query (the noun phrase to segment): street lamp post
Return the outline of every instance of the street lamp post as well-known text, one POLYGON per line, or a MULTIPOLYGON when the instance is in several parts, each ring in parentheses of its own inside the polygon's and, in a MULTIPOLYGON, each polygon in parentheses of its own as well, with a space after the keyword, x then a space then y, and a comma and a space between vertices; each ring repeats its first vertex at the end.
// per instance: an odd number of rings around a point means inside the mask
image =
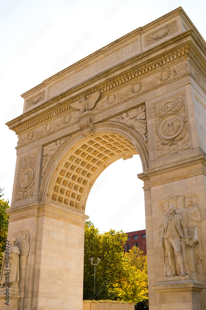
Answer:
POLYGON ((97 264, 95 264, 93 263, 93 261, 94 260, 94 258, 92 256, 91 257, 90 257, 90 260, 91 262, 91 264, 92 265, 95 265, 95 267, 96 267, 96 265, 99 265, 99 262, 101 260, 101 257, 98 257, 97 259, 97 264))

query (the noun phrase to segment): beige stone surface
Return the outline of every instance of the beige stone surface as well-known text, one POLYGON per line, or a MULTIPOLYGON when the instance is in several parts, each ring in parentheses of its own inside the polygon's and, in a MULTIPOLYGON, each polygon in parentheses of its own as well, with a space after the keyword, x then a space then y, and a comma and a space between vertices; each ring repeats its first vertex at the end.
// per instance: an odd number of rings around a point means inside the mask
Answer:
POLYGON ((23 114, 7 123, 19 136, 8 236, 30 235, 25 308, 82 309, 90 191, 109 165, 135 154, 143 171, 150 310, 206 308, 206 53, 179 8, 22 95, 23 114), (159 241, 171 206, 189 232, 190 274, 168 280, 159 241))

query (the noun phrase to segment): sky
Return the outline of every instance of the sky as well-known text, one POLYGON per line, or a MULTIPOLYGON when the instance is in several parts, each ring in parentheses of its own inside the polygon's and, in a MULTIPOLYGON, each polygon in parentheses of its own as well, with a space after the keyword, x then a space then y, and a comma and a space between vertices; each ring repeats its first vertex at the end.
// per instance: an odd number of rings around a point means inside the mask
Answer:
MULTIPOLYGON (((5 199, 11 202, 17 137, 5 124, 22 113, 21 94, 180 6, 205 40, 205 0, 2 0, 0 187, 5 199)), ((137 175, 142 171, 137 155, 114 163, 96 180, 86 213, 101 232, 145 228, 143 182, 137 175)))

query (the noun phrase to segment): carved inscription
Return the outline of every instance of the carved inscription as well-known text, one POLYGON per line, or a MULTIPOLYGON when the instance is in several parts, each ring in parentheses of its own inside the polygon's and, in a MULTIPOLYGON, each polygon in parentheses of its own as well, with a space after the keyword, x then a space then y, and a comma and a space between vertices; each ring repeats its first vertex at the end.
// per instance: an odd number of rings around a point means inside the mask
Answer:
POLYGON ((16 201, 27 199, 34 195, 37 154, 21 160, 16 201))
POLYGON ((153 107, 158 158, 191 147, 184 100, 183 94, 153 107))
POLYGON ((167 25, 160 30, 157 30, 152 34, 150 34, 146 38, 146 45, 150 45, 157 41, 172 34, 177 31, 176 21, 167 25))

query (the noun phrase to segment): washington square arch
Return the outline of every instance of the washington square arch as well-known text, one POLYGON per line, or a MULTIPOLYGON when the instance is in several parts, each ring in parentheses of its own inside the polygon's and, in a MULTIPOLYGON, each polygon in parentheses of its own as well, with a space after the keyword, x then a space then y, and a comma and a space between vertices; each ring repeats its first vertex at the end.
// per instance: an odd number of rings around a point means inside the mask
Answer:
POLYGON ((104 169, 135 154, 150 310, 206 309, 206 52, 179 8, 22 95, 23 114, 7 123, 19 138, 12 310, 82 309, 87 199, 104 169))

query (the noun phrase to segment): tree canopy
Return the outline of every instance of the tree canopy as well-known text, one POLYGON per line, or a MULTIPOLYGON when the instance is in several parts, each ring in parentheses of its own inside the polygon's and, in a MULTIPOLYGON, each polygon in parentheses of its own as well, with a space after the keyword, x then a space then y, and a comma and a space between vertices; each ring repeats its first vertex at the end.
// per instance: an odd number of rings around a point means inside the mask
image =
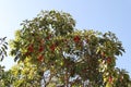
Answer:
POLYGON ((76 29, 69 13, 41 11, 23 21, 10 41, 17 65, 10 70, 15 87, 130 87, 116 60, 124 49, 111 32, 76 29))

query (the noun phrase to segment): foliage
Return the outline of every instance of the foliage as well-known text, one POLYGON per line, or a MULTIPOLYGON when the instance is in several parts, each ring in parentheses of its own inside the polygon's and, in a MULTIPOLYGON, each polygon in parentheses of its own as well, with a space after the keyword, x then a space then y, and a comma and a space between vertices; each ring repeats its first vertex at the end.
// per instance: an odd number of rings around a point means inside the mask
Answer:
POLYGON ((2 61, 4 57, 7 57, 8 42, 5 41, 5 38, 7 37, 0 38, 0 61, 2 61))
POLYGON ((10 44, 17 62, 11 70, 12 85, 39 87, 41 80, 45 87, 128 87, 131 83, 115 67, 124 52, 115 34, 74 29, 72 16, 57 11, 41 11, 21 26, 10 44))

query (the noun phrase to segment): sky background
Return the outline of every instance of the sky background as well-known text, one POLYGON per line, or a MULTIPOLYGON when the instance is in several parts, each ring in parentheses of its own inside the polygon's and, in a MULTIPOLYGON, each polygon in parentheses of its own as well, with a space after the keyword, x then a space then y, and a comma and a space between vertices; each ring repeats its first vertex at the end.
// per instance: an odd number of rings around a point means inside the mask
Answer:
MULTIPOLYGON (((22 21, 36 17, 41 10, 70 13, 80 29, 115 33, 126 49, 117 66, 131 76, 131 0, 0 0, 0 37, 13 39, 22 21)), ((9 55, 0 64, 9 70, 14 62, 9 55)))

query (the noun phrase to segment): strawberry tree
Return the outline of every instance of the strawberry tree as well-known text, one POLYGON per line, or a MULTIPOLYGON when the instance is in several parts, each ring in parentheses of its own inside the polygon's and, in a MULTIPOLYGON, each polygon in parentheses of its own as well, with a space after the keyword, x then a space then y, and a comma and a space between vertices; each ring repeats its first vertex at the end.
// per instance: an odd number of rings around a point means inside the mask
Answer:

- [WRITTEN EXERCISE]:
Rewrite the material lines starting at the line containing "query (the noun phrase to segment): carved" and ending at the line containing "POLYGON ((167 25, 160", putting "engraved lettering" in place of "carved inscription" and leaving everything else as it is.

- [COMPLETED EXERCISE]:
query (the noun phrase to segment): engraved lettering
Return the outline of every instance of the engraved lettering as well-known text, one POLYGON per line, or a MULTIPOLYGON when the instance is in several parts, each ring in parentheses of its own inside the polygon's and, in a MULTIPOLYGON, each polygon in parentheses of its own as well, with a space after the keyword, x then a space then y, and a comma and a space between vertices; each ring repeats its first vertex at the end.
// per instance: an odd number of rings around a point means inside the mask
Answer:
POLYGON ((16 201, 27 199, 34 195, 37 154, 21 160, 16 201))
POLYGON ((153 107, 158 158, 191 147, 184 100, 183 94, 153 107))
POLYGON ((167 25, 160 30, 157 30, 152 34, 150 34, 146 38, 146 45, 150 45, 157 41, 172 34, 177 31, 176 21, 167 25))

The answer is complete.